WHAT IS BEING ASKED:
Reproduce the passage on the VIE Listing Decision from "2. Approach Adopted by" to "the VIE structure/agreements.", word for word.
## Begin GIVEN PASSAGE
1. Content and Structure of VIE Listing Decision

 

The VIE Listing Decision consist of 6 parts: Summary, Summary of Facts, Issue Raised for Consideration, Applicable Listing Rules or Principle, Analysis, and Decision. The most important component is considered to be the Decision part, which has been developed from one paragraph (Paragraph 15) to the current six paragraphs (Paragraphs 15-20).

 

2. Approach Adopted by HKEx to Approving a Listing Application (Paragraph 15)

 

Since the VIE Listing Decision’s inception, the HKEx has never changed its “disclosure-based approach” to approving a listing application and determining that an applicant and its business would be suitable for listing if disclosure and the risks associated therewith of the VIE agreements are properly made in the listing documents.  Although it adopted a “disclosure-based approach,” the HKEx thereafter in terms of fact still imposed certain restrictions and requirements on the content and application of the VIE structure/agreements.

 

3. Approach Adopted by HKEx to Examining a Listing Application (Paragraphs 16-17)

 

Two approaches are adopted by the HKEx to examining a listing application:(i) the listing application will be examined on a case-by-case basis after full consideration of the reasons for adopting the VIE structure and subject to the conditions in the listing decision; and (ii) if non-restricted businesses are involved, the Listing Division will normally refer the case to the Listing Committee.

 

4. Limitations Imposed by HKEx on the Application of VIE Structure (Paragraph 16)

 

The attitude of HKEx towards the use of VIE structure for a foreign restricted business is different from that towards the use of VIE structure for a non-restricted business under the PRC’s laws.

 

On the one hand, for the non-restricted business, the HKEx does not explicitly prohibit the use of VIE structure. The HKEx only requires that the Listing Division should normally refer the case to the Listing Committee if the VIE structure is used for such non-restricted business.

 

One the other hand, for the foreign restricted business, the VIE Listing Decision added a Sub-paragraph 16A in its latest November 2013 update to further clarify and confirm that: (i) the use of VIE structure is permitted only to address the foreign ownership restriction; and (ii) for requirements other than the foreign ownership restriction, the HKEx requires that applicants should demonstrate to the satisfaction of the HKEx that they have, upon advice from their legal advisers, reasonably assessed the requirements under all applicable rules and have taken all reasonable steps to comply with them before listing (the “Sub-paragraph 16A”).

 

In China, the “restrictions” imposed on the foreign investors are reflected in 3 aspects: (i) restrictions on the foreign shareholding percentage; (ii) restrictions on the foreign investment manners (e.g., in a required manner of Sino-foreign equity joint venture or Sino-foreign cooperation joint venture); and (iii) restrictions on the foreign investors’ industrial background/qualifications.
## End GIVEN PASSAGE
## Begin ITEMS
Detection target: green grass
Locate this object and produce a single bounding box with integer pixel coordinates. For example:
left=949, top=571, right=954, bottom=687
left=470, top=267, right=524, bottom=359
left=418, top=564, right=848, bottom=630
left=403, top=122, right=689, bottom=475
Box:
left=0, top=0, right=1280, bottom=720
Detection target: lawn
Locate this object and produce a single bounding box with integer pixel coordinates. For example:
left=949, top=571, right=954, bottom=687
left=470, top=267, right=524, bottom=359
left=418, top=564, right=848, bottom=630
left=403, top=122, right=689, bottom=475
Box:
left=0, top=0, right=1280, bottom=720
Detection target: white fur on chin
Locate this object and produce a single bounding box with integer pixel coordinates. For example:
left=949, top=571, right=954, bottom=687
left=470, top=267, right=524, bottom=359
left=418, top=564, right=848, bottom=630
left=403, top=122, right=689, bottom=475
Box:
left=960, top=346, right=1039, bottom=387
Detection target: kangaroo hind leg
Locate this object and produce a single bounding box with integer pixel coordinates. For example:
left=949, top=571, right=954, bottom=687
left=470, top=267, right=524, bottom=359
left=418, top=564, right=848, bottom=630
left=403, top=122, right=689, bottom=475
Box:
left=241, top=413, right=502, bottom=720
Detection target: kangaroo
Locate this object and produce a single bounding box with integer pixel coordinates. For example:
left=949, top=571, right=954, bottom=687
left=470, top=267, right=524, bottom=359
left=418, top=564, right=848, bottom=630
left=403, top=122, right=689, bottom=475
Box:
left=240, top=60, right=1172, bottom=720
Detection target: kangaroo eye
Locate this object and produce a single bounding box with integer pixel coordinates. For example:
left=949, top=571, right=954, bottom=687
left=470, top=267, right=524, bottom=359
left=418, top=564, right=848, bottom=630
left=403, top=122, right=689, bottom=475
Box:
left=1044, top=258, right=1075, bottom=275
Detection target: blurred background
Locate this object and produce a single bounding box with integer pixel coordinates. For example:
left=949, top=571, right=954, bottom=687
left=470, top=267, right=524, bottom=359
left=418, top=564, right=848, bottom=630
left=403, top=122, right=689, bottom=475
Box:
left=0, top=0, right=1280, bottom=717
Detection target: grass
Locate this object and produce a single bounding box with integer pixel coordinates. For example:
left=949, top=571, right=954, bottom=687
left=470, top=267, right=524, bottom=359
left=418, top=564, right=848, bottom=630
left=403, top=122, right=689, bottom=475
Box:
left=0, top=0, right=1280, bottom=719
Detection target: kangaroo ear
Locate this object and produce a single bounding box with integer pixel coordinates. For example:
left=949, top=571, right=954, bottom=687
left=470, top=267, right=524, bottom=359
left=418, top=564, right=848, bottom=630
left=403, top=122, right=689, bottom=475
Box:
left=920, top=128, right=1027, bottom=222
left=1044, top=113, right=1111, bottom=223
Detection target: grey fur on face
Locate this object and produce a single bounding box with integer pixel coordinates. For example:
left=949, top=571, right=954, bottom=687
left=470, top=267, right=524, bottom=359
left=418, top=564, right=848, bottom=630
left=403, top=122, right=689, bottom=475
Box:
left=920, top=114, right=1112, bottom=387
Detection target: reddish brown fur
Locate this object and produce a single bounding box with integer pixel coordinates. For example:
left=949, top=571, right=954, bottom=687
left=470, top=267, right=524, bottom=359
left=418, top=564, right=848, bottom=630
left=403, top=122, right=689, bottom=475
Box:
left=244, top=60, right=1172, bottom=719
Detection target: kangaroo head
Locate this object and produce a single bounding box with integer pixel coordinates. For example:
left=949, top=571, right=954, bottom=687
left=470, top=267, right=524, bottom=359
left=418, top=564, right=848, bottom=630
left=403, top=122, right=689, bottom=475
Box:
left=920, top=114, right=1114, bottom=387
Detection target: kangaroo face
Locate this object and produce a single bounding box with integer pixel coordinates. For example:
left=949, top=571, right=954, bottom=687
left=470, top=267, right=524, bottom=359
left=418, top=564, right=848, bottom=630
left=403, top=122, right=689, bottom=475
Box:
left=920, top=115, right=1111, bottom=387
## End ITEMS
## Begin ITEMS
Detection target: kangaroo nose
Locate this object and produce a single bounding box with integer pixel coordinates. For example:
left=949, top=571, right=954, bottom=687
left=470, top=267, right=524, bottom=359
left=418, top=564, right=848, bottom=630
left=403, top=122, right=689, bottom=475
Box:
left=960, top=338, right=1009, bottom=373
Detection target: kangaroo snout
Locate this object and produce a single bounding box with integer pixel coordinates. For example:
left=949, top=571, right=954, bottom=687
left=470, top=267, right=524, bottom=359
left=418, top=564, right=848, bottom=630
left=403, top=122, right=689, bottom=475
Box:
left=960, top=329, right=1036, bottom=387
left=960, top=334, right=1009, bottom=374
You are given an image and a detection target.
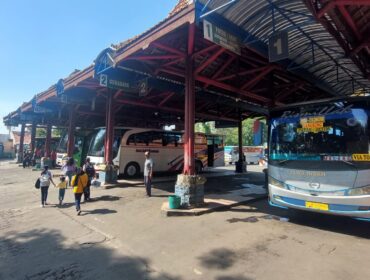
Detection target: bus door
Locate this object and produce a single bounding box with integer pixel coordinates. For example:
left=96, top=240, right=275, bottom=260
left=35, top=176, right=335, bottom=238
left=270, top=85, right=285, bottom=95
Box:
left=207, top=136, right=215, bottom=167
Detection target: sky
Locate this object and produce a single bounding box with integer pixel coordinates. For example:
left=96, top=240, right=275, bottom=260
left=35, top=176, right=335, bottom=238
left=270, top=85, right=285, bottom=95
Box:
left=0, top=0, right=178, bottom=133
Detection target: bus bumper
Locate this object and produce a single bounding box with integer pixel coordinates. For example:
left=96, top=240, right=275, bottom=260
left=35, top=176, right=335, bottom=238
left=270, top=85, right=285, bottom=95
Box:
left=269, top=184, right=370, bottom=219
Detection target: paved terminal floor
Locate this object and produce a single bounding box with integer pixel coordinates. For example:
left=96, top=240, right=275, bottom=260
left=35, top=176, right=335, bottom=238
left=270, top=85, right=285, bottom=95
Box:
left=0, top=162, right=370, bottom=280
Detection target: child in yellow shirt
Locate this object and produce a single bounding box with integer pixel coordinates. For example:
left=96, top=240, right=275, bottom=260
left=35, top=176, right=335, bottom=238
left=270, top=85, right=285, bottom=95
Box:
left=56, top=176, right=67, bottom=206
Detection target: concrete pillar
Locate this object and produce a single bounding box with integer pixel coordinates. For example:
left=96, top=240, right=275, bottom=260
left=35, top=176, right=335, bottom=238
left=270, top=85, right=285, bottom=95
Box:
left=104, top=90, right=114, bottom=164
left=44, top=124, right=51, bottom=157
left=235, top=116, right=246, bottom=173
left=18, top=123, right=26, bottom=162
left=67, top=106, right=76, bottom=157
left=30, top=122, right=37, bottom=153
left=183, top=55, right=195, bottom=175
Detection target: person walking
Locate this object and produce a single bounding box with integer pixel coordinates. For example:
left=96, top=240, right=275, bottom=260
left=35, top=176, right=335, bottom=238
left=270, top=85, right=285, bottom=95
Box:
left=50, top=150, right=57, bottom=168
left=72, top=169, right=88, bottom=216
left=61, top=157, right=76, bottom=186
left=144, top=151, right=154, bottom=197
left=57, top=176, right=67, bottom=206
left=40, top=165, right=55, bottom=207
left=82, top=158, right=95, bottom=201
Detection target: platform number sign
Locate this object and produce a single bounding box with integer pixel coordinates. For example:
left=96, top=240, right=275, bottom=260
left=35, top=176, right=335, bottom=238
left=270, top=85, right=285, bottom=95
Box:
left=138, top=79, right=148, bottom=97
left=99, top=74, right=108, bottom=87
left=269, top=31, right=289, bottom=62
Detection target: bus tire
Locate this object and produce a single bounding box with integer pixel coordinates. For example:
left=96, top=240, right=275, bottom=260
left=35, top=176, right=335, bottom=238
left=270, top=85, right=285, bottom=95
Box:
## End ITEMS
RESULT BELOW:
2. Approach Adopted by HKEx to Approving a Listing Application (Paragraph 15)

 

Since the VIE Listing Decision’s inception, the HKEx has never changed its “disclosure-based approach” to approving a listing application and determining that an applicant and its business would be suitable for listing if disclosure and the risks associated therewith of the VIE agreements are properly made in the listing documents.  Although it adopted a “disclosure-based approach,” the HKEx thereafter in terms of fact still imposed certain restrictions and requirements on the content and application of the VIE structure/agreements.